■ What is needed: Transcribe the records exactly from the line with "Where can you spot the cow leg" to the end, both included.

■ Exercise data:

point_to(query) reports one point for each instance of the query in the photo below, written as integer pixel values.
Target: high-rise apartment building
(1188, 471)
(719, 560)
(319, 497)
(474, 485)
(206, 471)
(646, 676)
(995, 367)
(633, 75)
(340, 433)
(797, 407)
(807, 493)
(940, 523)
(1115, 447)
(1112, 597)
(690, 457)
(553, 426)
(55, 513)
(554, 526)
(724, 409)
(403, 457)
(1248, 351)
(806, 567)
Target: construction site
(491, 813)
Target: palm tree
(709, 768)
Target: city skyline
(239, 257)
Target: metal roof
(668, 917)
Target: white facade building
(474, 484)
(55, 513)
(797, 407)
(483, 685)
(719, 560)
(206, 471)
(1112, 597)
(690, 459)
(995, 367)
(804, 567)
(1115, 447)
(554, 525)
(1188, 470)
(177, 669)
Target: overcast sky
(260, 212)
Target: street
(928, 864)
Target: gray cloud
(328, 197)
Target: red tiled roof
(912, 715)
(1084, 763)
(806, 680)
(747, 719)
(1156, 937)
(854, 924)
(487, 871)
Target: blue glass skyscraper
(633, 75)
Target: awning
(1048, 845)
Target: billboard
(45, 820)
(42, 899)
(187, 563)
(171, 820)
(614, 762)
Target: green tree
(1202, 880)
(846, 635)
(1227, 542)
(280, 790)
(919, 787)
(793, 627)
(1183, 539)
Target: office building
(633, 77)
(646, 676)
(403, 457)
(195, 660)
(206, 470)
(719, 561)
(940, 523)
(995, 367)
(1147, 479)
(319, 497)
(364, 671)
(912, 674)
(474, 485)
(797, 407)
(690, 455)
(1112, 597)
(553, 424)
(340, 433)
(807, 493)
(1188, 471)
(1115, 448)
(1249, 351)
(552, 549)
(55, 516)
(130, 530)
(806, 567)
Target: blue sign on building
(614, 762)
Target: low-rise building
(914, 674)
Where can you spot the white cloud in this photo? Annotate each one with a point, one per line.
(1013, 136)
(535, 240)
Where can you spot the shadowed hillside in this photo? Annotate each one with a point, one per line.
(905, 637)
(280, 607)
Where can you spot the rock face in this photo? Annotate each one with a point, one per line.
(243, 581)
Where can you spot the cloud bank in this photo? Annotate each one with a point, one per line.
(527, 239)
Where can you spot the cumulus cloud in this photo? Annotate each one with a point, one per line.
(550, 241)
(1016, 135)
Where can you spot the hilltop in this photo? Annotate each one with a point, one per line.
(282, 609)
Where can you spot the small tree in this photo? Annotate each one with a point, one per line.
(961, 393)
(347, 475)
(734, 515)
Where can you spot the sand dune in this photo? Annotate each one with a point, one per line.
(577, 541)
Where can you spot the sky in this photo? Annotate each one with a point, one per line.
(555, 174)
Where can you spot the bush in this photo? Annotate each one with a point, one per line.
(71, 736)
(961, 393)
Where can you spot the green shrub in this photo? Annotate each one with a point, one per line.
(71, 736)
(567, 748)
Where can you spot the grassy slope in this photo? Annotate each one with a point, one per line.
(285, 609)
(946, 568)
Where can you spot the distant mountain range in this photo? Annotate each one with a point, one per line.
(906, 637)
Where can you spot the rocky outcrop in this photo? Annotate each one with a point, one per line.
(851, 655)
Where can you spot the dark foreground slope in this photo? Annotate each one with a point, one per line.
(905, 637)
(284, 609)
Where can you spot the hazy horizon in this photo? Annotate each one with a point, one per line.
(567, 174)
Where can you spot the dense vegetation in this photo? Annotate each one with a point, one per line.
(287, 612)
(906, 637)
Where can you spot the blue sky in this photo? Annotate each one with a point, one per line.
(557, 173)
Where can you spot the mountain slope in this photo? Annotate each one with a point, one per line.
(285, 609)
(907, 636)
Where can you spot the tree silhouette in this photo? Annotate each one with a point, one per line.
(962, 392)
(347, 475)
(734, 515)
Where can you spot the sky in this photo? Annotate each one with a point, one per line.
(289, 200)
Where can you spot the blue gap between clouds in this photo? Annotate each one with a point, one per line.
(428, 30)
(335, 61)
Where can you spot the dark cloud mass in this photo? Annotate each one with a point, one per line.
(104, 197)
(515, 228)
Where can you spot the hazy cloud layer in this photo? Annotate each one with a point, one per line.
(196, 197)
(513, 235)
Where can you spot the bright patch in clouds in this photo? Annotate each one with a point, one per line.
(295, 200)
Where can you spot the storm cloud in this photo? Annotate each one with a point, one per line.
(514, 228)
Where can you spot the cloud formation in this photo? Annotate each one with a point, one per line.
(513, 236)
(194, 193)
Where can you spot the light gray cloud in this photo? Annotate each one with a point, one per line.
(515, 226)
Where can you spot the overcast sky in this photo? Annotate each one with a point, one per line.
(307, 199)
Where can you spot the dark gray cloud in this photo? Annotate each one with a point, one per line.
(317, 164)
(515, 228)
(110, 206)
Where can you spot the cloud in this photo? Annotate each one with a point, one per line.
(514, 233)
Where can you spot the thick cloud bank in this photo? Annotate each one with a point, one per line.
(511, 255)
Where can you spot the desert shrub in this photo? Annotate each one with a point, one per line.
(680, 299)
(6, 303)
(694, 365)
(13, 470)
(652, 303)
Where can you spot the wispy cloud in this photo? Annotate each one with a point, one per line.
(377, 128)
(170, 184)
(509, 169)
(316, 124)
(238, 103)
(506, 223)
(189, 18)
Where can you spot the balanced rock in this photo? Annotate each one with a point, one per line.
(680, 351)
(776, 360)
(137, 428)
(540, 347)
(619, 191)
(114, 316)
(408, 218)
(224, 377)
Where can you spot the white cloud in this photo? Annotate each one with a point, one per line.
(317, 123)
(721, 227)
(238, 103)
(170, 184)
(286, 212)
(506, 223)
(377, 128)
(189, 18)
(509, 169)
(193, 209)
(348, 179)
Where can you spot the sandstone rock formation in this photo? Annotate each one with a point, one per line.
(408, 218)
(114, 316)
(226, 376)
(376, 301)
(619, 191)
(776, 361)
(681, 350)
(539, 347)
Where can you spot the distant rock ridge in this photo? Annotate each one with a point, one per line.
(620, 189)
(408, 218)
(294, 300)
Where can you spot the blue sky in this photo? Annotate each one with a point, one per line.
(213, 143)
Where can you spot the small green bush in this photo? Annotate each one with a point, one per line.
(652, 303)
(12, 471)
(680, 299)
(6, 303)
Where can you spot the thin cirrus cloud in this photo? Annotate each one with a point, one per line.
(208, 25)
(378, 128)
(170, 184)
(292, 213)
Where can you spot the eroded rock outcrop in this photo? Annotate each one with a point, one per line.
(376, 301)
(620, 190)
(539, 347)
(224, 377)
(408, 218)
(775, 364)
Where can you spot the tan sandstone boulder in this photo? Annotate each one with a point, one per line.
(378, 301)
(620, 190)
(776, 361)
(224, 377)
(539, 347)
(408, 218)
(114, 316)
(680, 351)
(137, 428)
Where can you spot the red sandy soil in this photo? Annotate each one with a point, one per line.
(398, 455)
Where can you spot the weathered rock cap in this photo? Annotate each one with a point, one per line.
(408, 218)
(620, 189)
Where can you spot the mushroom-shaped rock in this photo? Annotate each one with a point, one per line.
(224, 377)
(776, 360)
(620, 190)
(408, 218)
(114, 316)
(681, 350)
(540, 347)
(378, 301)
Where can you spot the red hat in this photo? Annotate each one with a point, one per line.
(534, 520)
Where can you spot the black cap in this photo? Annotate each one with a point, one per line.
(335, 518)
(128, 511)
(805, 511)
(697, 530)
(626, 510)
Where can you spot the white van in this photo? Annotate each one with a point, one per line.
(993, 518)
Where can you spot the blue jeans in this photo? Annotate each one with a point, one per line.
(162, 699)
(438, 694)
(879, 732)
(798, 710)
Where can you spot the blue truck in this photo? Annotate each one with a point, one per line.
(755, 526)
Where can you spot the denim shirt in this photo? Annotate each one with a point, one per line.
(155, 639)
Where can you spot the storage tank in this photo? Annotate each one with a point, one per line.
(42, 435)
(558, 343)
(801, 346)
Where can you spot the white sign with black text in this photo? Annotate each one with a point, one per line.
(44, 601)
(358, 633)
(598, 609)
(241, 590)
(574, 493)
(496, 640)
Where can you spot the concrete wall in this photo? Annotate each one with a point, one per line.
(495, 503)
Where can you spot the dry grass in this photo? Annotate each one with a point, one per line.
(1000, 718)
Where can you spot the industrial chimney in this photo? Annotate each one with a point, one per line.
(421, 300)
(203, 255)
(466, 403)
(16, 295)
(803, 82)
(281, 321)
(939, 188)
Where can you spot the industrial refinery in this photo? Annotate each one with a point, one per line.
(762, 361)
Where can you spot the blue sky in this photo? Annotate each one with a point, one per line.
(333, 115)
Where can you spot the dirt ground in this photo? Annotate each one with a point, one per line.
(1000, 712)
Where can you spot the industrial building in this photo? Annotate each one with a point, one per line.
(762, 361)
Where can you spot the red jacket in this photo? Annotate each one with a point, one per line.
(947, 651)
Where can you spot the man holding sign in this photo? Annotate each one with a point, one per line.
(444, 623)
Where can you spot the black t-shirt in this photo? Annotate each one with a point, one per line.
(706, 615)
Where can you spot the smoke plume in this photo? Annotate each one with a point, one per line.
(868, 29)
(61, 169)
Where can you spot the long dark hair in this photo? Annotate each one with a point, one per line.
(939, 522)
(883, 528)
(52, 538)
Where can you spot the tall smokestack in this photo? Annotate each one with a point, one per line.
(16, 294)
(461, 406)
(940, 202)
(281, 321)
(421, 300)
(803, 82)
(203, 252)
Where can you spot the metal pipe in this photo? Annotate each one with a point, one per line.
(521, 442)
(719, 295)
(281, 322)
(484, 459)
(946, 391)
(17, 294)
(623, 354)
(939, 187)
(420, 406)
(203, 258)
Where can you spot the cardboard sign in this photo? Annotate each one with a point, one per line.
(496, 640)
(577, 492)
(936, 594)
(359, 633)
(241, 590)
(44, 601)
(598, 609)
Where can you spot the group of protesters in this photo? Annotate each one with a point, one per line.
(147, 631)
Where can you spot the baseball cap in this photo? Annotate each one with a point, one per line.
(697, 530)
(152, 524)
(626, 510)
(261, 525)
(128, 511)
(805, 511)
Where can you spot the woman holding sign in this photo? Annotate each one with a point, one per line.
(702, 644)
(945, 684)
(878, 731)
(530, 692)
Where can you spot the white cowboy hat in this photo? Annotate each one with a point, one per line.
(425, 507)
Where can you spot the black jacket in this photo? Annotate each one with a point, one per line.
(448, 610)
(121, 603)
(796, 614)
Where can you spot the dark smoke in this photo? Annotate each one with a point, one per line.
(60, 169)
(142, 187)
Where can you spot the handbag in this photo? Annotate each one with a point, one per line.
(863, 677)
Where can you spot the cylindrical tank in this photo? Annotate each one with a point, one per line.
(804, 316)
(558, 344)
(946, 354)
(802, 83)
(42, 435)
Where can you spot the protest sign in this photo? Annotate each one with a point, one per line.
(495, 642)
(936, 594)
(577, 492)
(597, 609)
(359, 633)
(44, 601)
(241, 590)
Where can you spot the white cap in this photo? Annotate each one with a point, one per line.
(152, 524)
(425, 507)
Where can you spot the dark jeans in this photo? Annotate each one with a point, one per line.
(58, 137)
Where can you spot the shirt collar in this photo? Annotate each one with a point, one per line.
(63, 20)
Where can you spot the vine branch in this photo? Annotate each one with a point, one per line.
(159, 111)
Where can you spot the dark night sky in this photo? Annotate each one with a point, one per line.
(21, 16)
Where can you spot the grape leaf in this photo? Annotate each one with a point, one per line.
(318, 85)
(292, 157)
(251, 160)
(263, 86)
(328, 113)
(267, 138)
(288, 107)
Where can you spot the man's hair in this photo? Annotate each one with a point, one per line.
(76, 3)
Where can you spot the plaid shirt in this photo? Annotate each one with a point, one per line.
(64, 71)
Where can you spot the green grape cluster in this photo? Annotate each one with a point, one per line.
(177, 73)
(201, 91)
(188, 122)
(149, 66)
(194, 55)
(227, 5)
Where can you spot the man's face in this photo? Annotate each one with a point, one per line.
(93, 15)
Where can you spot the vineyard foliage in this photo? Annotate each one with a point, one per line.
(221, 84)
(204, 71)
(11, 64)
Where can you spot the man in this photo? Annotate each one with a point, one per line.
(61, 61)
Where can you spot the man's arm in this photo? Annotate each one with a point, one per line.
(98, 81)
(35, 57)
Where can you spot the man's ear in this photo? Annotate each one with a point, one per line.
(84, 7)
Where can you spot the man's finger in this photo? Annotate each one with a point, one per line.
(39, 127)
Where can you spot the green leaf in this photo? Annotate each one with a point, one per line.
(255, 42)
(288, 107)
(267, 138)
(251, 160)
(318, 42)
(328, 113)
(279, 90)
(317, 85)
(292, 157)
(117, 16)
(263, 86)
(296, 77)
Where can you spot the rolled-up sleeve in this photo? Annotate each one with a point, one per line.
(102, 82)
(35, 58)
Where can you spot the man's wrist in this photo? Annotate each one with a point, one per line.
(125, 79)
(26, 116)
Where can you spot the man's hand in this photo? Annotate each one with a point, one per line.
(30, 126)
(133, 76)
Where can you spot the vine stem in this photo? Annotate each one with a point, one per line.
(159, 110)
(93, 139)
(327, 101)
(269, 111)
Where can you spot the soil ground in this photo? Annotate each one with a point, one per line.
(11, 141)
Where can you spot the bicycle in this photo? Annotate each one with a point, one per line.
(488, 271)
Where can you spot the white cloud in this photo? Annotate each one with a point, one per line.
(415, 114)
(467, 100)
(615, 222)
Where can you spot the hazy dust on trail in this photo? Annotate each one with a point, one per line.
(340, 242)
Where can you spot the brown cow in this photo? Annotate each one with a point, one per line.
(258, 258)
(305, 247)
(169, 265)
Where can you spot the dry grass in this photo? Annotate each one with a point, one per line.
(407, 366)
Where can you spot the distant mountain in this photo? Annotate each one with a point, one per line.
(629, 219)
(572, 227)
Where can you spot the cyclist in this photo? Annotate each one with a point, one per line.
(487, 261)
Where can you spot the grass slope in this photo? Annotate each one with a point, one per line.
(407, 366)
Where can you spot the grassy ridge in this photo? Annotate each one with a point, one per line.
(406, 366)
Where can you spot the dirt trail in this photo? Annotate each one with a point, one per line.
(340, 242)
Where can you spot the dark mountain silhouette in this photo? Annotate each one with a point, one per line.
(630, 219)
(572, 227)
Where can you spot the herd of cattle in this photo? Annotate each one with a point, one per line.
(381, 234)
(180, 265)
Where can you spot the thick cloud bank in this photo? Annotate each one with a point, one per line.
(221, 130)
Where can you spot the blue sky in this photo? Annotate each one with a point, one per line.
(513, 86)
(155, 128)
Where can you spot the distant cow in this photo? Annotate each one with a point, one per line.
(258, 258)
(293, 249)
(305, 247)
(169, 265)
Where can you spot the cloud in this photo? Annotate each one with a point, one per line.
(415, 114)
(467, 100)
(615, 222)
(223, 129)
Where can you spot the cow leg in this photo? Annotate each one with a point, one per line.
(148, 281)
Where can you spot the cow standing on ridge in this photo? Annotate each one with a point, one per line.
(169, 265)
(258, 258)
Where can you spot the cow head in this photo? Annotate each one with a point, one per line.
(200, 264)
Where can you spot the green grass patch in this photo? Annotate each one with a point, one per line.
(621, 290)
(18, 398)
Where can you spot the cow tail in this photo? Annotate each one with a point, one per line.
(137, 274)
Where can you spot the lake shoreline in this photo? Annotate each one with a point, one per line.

■ The answer:
Where can you spot the cow leg in this photo? Annotate each one with a point, one per line.
(148, 281)
Where can you spot the cow standing on ridge in this photo? Annotate each one with a point, one per line.
(169, 265)
(258, 258)
Where can you spot the cow head in this photo? Annotate each one with a point, one per line.
(200, 264)
Where can you spot the green grass patch in this photo? Annotate each one with a point, one per line.
(621, 290)
(18, 398)
Where can you spot the cow tail in this photo? Annotate each one with a point, one per line.
(137, 274)
Where can you spot the lake shoreline in this photo? Annotate each one with a point, one per line.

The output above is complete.